### Estratto fornito ###

Rischi e problemi che non corrono e affrontano i coloni dei vicini insediamenti israeliani di Avigayll e Maon. Le loro case e scuole sono collegate alle reti idrica ed elettrica e le loro auto percorrono tranquille strade ben asfaltate e costruite per loro che portano in pochi minuti in Israele o in altre parti della Cisgiordania occupata aggirando i centri abitati palestinesi. Le colonie sono illegali per il diritto internazionale e per innumerevoli risoluzioni approvate dalle Nazioni unite. Invece per Israele sarebbero illegali i villaggi e le comunità palestinesi indigene di Masafer Yatta, perché all’interno di una «zona militare», la 918, stabilita unilateralmente nel 1981, e usata come poligono di tiro e per addestramento di truppe e mezzi corazzati.

### Righe ###

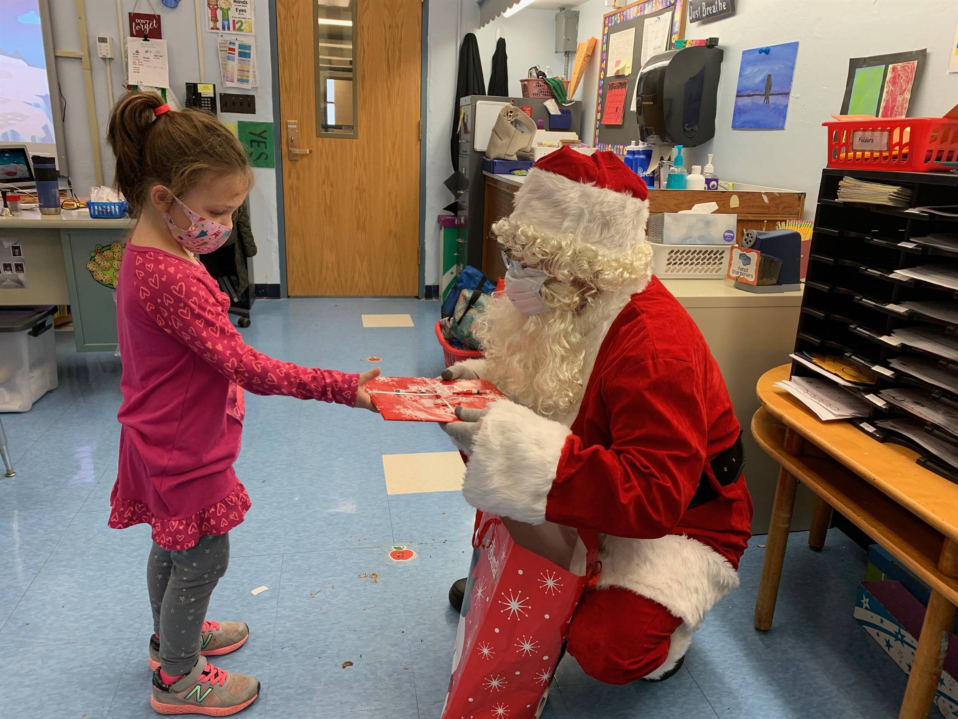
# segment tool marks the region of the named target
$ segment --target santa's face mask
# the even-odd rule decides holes
[[[168,190],[167,192],[170,191]],[[183,209],[187,220],[190,220],[190,226],[183,229],[173,221],[172,215],[169,211],[161,213],[163,219],[167,220],[170,233],[176,242],[197,255],[213,252],[223,246],[223,243],[229,239],[230,232],[233,231],[232,227],[227,227],[225,224],[207,220],[183,204],[172,193],[170,193],[170,195],[172,196],[176,203]]]
[[[506,296],[513,307],[531,317],[546,312],[549,306],[542,299],[542,285],[549,279],[549,273],[542,269],[524,267],[515,260],[511,260],[505,252],[502,260],[506,263]]]

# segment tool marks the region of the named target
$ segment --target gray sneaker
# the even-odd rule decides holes
[[[231,716],[249,707],[258,696],[260,683],[253,677],[219,669],[200,655],[193,671],[172,684],[163,684],[160,670],[154,671],[149,704],[160,714]]]
[[[204,621],[199,651],[204,657],[221,657],[235,652],[249,638],[249,627],[241,621]],[[149,638],[149,671],[160,665],[160,638]]]

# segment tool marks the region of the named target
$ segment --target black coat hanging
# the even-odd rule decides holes
[[[492,54],[492,72],[489,76],[489,94],[509,97],[509,58],[506,56],[506,38],[495,41]]]
[[[452,107],[452,137],[449,138],[449,154],[452,170],[459,170],[459,101],[469,95],[486,92],[486,82],[482,75],[482,58],[479,57],[479,41],[472,33],[467,33],[459,48],[459,79],[456,81],[456,102]]]

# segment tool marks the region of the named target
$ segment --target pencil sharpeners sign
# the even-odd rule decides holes
[[[689,22],[712,20],[735,12],[735,0],[691,0]]]
[[[757,249],[732,247],[728,257],[728,270],[725,277],[748,285],[759,283],[759,262],[762,253]]]
[[[237,123],[240,142],[246,156],[249,157],[249,164],[253,167],[275,167],[276,158],[273,156],[273,124],[256,123],[240,120]]]
[[[852,132],[852,150],[872,150],[878,152],[888,151],[887,129],[860,129]]]

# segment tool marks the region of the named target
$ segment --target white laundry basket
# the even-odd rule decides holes
[[[57,388],[57,308],[0,308],[0,412],[26,412]]]

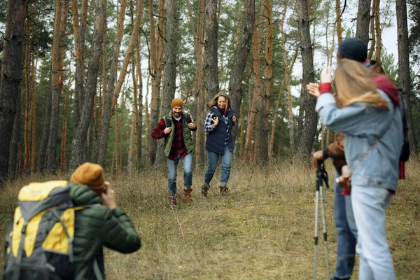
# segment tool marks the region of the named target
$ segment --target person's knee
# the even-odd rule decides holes
[[[169,183],[174,183],[176,181],[176,174],[168,175],[168,182]]]

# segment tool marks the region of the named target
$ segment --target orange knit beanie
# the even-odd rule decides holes
[[[171,108],[174,107],[183,107],[183,101],[181,98],[174,98],[171,104]]]
[[[70,182],[87,185],[92,190],[101,190],[105,186],[104,169],[94,163],[83,163],[73,172]]]

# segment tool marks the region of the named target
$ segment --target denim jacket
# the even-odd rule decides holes
[[[330,93],[321,94],[315,110],[325,126],[344,133],[344,154],[352,172],[352,185],[396,190],[403,138],[400,108],[393,106],[385,92],[377,90],[388,102],[389,111],[363,102],[338,108]],[[359,163],[381,136],[379,142]]]

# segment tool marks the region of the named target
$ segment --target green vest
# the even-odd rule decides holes
[[[192,138],[191,138],[191,131],[187,127],[188,122],[191,120],[191,117],[190,114],[188,113],[182,113],[182,118],[181,120],[182,121],[182,132],[184,140],[184,144],[187,148],[187,152],[188,153],[192,152],[194,150],[194,144],[192,144]],[[174,135],[175,134],[175,125],[174,122],[172,122],[172,111],[170,111],[169,115],[167,117],[163,118],[164,120],[167,127],[169,127],[169,122],[171,123],[171,127],[172,127],[172,131],[169,134],[169,136],[165,137],[164,139],[164,155],[168,157],[169,153],[171,153],[171,148],[172,147],[172,141],[174,140]]]

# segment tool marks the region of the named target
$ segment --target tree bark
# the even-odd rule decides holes
[[[61,29],[62,11],[64,10],[61,0],[54,0],[54,31],[51,52],[51,123],[47,146],[47,169],[54,171],[55,168],[55,155],[57,152],[57,136],[58,134],[59,100],[59,33]]]
[[[337,39],[338,43],[340,43],[342,40],[342,19],[341,19],[341,0],[335,0],[335,20],[337,21]],[[327,24],[328,25],[328,24]],[[328,27],[327,27],[328,28]],[[332,38],[334,38],[334,33],[332,33]],[[332,40],[334,41],[334,40]]]
[[[171,111],[171,102],[175,97],[176,90],[176,48],[178,43],[178,10],[176,0],[167,0],[166,31],[164,55],[163,98],[162,99],[161,115],[164,115]],[[163,139],[160,140],[161,142]],[[163,143],[162,143],[163,144]],[[162,152],[162,153],[159,153]],[[158,150],[156,162],[162,164],[164,162],[163,145]]]
[[[206,1],[204,48],[206,50],[206,93],[207,102],[219,92],[218,68],[217,0]]]
[[[412,113],[411,80],[410,74],[410,52],[408,48],[408,27],[407,23],[407,1],[397,0],[396,2],[397,13],[397,34],[398,41],[398,82],[400,87],[406,90],[407,120],[408,122],[408,139],[410,152],[417,153],[417,144],[414,134]]]
[[[0,77],[0,186],[8,177],[9,145],[20,84],[23,29],[27,0],[9,0]]]
[[[155,20],[153,20],[153,3],[152,0],[148,1],[149,3],[149,24],[150,29],[150,66],[151,66],[151,83],[152,83],[152,92],[150,98],[150,112],[149,118],[149,125],[156,125],[158,123],[158,111],[159,106],[159,88],[160,86],[160,77],[159,76],[158,69],[158,43],[155,37]],[[148,127],[149,130],[151,127]],[[151,135],[148,133],[148,138],[151,139]],[[148,141],[148,164],[153,167],[155,164],[155,160],[156,158],[156,148],[158,144],[154,139]]]
[[[83,104],[85,96],[84,73],[85,66],[83,53],[85,48],[85,30],[86,20],[85,20],[85,10],[87,10],[88,0],[82,1],[82,18],[79,20],[78,5],[77,0],[71,0],[73,14],[73,31],[74,36],[75,57],[76,57],[76,78],[74,85],[74,106],[73,113],[73,123],[74,129],[77,127],[80,119],[80,107]],[[85,20],[85,22],[83,22]],[[83,36],[82,36],[83,35]]]
[[[137,37],[137,59],[136,67],[139,79],[139,108],[137,109],[137,170],[143,169],[143,77],[141,76],[141,59],[140,59],[140,34]],[[147,138],[147,137],[146,137]]]
[[[358,0],[356,37],[369,43],[369,22],[370,22],[370,0]]]
[[[318,116],[315,112],[316,99],[309,96],[306,89],[306,85],[314,83],[315,74],[314,73],[314,57],[312,56],[312,45],[311,43],[311,34],[309,32],[309,20],[308,17],[308,6],[305,0],[298,0],[297,2],[298,13],[298,29],[300,33],[300,51],[302,53],[302,90],[301,98],[304,98],[304,119],[302,128],[302,137],[299,139],[299,144],[296,151],[298,158],[307,160],[311,155],[314,137],[316,132]],[[302,108],[300,108],[302,109]]]
[[[191,112],[195,116],[195,123],[201,124],[204,122],[203,116],[206,112],[205,106],[205,88],[203,83],[204,80],[204,55],[202,42],[204,40],[204,0],[200,0],[198,2],[198,19],[197,28],[194,25],[192,19],[192,12],[191,5],[188,0],[186,0],[188,10],[188,18],[191,34],[194,38],[194,51],[195,54],[195,74],[194,76],[194,101],[195,112]],[[181,74],[181,72],[180,72]],[[189,93],[187,93],[189,94]],[[204,117],[205,118],[205,116]],[[197,166],[204,166],[204,132],[201,126],[199,126],[195,132],[195,163]]]
[[[99,69],[99,58],[103,34],[104,31],[104,20],[106,17],[105,2],[106,0],[95,1],[95,18],[92,43],[92,56],[89,61],[88,76],[86,78],[86,96],[83,110],[80,114],[79,125],[76,128],[73,141],[71,141],[71,158],[70,160],[70,170],[74,170],[80,165],[83,159],[83,148],[86,143],[86,137],[92,113],[93,111],[93,99],[96,94],[97,79]]]
[[[30,46],[30,28],[29,20],[27,20],[27,45],[25,46],[24,56],[24,162],[23,164],[25,171],[29,169],[30,154],[30,134],[31,134],[31,46]]]
[[[261,8],[261,10],[262,10]],[[258,16],[258,22],[254,24],[254,33],[252,37],[252,64],[253,71],[253,92],[251,108],[248,111],[248,125],[246,127],[246,136],[245,138],[245,148],[244,151],[244,161],[246,162],[252,162],[255,158],[251,155],[253,150],[252,135],[254,134],[254,139],[257,139],[257,108],[260,108],[261,102],[261,64],[260,62],[260,56],[261,54],[261,33],[262,31],[261,22],[261,13]],[[254,132],[255,131],[255,132]],[[255,143],[256,141],[254,141]],[[257,147],[254,145],[254,147]]]
[[[237,111],[240,111],[242,103],[242,82],[244,73],[246,66],[246,60],[249,55],[252,43],[252,34],[255,20],[255,0],[245,0],[244,6],[244,16],[242,28],[239,33],[238,44],[232,59],[232,71],[229,80],[229,95],[232,100],[232,105]],[[243,123],[241,120],[241,130],[243,131]],[[237,125],[233,127],[232,134],[236,139]]]
[[[21,72],[22,69],[20,69]],[[22,74],[21,74],[22,75]],[[17,178],[18,174],[18,165],[19,164],[19,139],[20,139],[20,99],[21,99],[21,87],[22,84],[19,85],[18,97],[16,98],[16,113],[15,113],[15,119],[13,120],[13,130],[10,142],[10,156],[8,161],[8,179],[13,180]]]
[[[35,103],[35,79],[36,78],[36,69],[38,69],[38,55],[36,57],[34,57],[32,59],[32,70],[31,70],[31,89],[32,90],[32,98],[31,104],[31,176],[35,174],[36,166],[36,104]]]
[[[270,96],[272,88],[272,47],[273,47],[273,22],[271,0],[265,0],[265,69],[264,69],[264,90],[261,109],[259,113],[260,127],[258,130],[258,139],[260,139],[258,150],[258,162],[268,162],[268,126],[270,125]]]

###

> **Consegna**:
Riscrivi fedelmente il tratto dell'estratto su Masafer Yatta che va da "Rischi e problemi" fino a "e mezzi corazzati.". Le righe costituiscono materiale a sé, separato dall'estratto.

> **Soluzione**:
Rischi e problemi che non corrono e affrontano i coloni dei vicini insediamenti israeliani di Avigayll e Maon. Le loro case e scuole sono collegate alle reti idrica ed elettrica e le loro auto percorrono tranquille strade ben asfaltate e costruite per loro che portano in pochi minuti in Israele o in altre parti della Cisgiordania occupata aggirando i centri abitati palestinesi. Le colonie sono illegali per il diritto internazionale e per innumerevoli risoluzioni approvate dalle Nazioni unite. Invece per Israele sarebbero illegali i villaggi e le comunità palestinesi indigene di Masafer Yatta, perché all’interno di una «zona militare», la 918, stabilita unilateralmente nel 1981, e usata come poligono di tiro e per addestramento di truppe e mezzi corazzati.